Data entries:
------------------------------

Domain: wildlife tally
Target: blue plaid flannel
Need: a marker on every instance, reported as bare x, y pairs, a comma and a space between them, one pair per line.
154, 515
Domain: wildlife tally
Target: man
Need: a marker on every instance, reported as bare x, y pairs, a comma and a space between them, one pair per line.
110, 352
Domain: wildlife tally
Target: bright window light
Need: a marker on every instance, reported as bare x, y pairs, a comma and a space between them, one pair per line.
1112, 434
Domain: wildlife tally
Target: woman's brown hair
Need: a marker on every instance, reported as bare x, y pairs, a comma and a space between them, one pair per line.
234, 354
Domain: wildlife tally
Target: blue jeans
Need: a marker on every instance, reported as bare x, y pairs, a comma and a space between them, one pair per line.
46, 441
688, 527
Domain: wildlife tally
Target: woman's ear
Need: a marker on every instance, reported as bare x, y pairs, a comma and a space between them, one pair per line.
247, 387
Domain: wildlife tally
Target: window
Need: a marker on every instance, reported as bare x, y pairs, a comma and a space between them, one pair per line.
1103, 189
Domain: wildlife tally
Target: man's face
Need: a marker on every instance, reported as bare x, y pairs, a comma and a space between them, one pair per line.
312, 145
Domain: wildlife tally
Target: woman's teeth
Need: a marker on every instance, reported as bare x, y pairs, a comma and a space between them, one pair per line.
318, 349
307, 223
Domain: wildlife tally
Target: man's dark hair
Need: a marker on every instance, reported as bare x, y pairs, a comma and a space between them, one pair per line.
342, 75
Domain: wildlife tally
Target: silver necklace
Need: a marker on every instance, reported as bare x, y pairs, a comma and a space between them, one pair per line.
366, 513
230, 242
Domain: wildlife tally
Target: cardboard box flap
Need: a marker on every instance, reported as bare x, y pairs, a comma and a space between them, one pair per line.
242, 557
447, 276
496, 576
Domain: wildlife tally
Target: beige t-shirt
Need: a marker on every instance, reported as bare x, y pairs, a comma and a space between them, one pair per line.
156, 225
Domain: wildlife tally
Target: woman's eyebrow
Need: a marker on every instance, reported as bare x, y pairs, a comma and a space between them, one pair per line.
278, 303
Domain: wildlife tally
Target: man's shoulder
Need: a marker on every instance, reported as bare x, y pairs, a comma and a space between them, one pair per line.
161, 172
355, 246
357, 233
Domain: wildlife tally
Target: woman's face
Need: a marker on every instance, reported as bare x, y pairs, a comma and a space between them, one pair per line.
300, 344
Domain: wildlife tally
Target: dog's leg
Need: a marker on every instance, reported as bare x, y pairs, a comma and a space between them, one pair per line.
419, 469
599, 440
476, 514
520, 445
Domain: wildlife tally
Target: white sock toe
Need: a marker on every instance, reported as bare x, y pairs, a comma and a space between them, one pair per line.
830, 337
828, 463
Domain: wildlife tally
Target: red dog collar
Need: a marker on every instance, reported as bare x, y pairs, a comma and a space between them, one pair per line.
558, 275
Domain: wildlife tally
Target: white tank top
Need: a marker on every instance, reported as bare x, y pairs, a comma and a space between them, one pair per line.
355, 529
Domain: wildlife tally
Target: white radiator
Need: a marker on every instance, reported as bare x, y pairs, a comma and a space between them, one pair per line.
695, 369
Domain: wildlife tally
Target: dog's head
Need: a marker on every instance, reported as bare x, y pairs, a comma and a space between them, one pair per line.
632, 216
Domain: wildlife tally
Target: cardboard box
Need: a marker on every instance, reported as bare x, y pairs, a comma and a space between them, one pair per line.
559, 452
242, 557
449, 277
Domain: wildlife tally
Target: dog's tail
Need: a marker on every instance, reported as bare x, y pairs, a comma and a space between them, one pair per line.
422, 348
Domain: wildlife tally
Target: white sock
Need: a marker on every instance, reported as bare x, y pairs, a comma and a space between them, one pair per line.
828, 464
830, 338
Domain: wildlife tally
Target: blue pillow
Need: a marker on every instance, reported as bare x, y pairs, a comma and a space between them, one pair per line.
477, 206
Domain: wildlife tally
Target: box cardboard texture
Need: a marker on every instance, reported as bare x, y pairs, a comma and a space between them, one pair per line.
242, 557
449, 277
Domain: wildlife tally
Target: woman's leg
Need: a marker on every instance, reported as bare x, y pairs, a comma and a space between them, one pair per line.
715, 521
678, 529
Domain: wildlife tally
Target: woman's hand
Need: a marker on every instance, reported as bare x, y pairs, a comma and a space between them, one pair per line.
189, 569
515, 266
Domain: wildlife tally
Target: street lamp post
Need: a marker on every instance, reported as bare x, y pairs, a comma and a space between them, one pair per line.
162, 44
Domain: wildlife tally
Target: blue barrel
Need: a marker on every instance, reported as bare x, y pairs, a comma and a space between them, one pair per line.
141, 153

------------------------------

◆ **Exercise aim**
Every entry must be quoted exactly as it appears above.

◆ **Your response**
Domain: wildlife tally
Target: blue plaid flannel
Need: a marker on every instance, reported as bare x, y pairs, a comma and a space between them, one pair per line.
154, 515
Domain: wildlife tally
Target: man
Need: a marker on every instance, reported as bare x, y pairs, a comma and a space between them, one pair per line.
110, 352
Domain: wildlife tally
Target: bright window light
Need: a marker on every instance, reported as bare x, y pairs, a comma and a space between them, one pair per line.
1112, 434
Domain: wildlife tally
Target: woman's brown hair
Need: a marker on every instance, reported as bare x, y pairs, a comma and a space between them, one pair per line.
234, 354
Domain: wildlife tally
Target: blue jeans
Need: a marker on every instance, reported as bare x, y pairs, a comma and a space between them, one pair per line.
46, 441
688, 527
Domain: wildlife tally
Target: woman's ear
Need: a marker on every instance, reported as bare x, y pairs, a comma and a space between them, one pair per line.
247, 387
Domain: wildlife tally
Target: window
Need: a marker on every instance, reported as bare x, y pairs, a comma and a space between them, one pair per line.
1103, 189
Domain: wildlife tally
Target: man's face
Need: a marker on every instance, reported as bare x, y pairs, a comma and a space between them, one pair per line.
312, 145
Domain: wildlife tally
Target: woman's teeth
Need: a marker on every instance, reported as bare x, y pairs, a comma and a space between them, one pair per line.
318, 349
307, 223
Domain: wildlife tally
Target: man's dark hair
Need: a marker on every instance, reported as bare x, y pairs, a comma and a space between them, one pair per line.
342, 75
Domain: wildlife tally
Target: silver necklace
Need: a marker on every instance, reported as bare x, y pairs, a comma and a space between them, one pair per line.
366, 513
230, 242
Domain: wildlife tally
Target: cardboard box flap
Need: a marker on every instance, reported as bare x, y pairs, a comma and a space between them, one pair per line.
242, 557
447, 276
496, 576
Domain: wildlife tally
Target: beige t-shirt
Need: a marker on every instance, reported as bare x, y pairs, a comma and a space between them, one pair per line.
156, 225
Domain: wildlife tally
Target: woman's eyebrow
Need: a marker on every instance, reported as bare x, y pairs, a comma and a space between them, one pair per line.
278, 303
Domain: wildlife tally
Target: man's shoulder
Need: a marker on every instance, reported as bare x, y pairs, a comma and a space between them, one pair per line.
161, 172
355, 246
357, 233
Domain: wildlife tally
Target: woman's face
Need: a marker on every instance, reported as bare x, y pairs, a comma and a space between them, one pair per line.
300, 344
Domain: wildlife tally
Target: dog's leg
Need: a marker on every instance, reported as bare x, y pairs, a comma and a space between them, one pair per line.
419, 469
599, 440
476, 514
520, 445
Domain: wildlife tally
Target: white sock toe
Need: a marker on every instance, reported as bare x, y pairs, a comma and a space between them, one pair per line.
830, 337
828, 463
Domain: wildlife tally
Target: red dog collar
Need: a marker on every instance, reported as bare x, y pairs, a comma and a space between them, one pair per line.
558, 275
Domain: wildlife tally
Target: white tank top
Need: a marker on every instance, reported as bare x, y pairs, a comma and a space between them, one pair per line.
355, 529
Domain: wildlife tally
Target: white radiator
Need: a marker on every instance, reported as bare x, y pairs, a comma and a space between them, one pair per line.
695, 369
Domain: wildlife tally
Target: dog's head
Need: a marker on every instance, reported as bare x, y pairs, a comma and a space between them, one pair per line.
632, 216
Domain: wildlife tally
Target: cardboard box
Need: a marker on every instance, reported as bare x, y pairs, a comma and a space between them, one pair per line.
559, 452
242, 557
449, 277
Domain: wildlife tally
Target: dog's tail
Need: a marker on every instance, reported as bare x, y pairs, a comma and a space between them, one pair per line.
422, 348
Domain: wildlife tally
Target: white sock
Need: a marker on every instance, reported as bare x, y pairs, a comma and a space between them, one pair per line.
828, 464
830, 338
Domain: wildlife tally
Target: blue pillow
Need: a marker on every instance, reported as bare x, y pairs, a comma and a space between them, one pair per line.
477, 206
Domain: wildlife tally
Target: box cardboard texture
Need: a marker on every instance, reported as bare x, y pairs, a comma and a space between them, one pair per line.
242, 557
449, 277
Domain: wildlife tally
Target: woman's leg
Need: a marker on every instance, reported as bare x, y pairs, a comma and a space between them, one pair per line.
715, 521
678, 529
Domain: wildlife tally
Target: woman's hand
Need: a marker on every instance, reported as bare x, y pairs, a comma and a space between them, one pair per line.
189, 569
515, 266
Domain: wildlife tally
Target: street lamp post
Need: a marker on every instance, reported as bare x, y pairs, a comma and a space between them, one pair per line.
162, 44
Domain: wildlife tally
Target: blue barrel
Need: a marker on every instance, reported as bare x, y pairs, a comma and a space between them, one pair per line.
141, 153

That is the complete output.